§ TASK STATEMENT
Everything from the line containing "Each instance of the house" to the last line of the records must be returned verbatim; nothing else belongs in the output.

══ RECORDED DATA ══

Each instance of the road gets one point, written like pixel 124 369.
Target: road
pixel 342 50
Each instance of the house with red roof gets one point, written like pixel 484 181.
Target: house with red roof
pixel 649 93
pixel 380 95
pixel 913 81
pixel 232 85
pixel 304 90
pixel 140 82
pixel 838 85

═══

§ ANSWER TO THE EXERCISE
Each instance of the house with red roof gets one point, written like pixel 484 181.
Target: house with red roof
pixel 649 93
pixel 380 95
pixel 913 81
pixel 232 85
pixel 304 90
pixel 140 82
pixel 838 85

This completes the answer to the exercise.